(Entries for pointing and labeling)

## Begin

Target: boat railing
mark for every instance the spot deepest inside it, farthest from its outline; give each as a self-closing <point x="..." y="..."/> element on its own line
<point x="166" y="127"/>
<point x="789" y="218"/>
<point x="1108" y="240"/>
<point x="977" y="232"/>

## End

■ STATED TASK: Copy out the material above again, line for line, without changing anything.

■ WRITTEN REPLY:
Target: boat railing
mark for every instance the spot deepest inside it, farthest from its outline; give each as a self-closing <point x="..." y="..."/> element on its own line
<point x="166" y="127"/>
<point x="789" y="218"/>
<point x="1108" y="240"/>
<point x="977" y="232"/>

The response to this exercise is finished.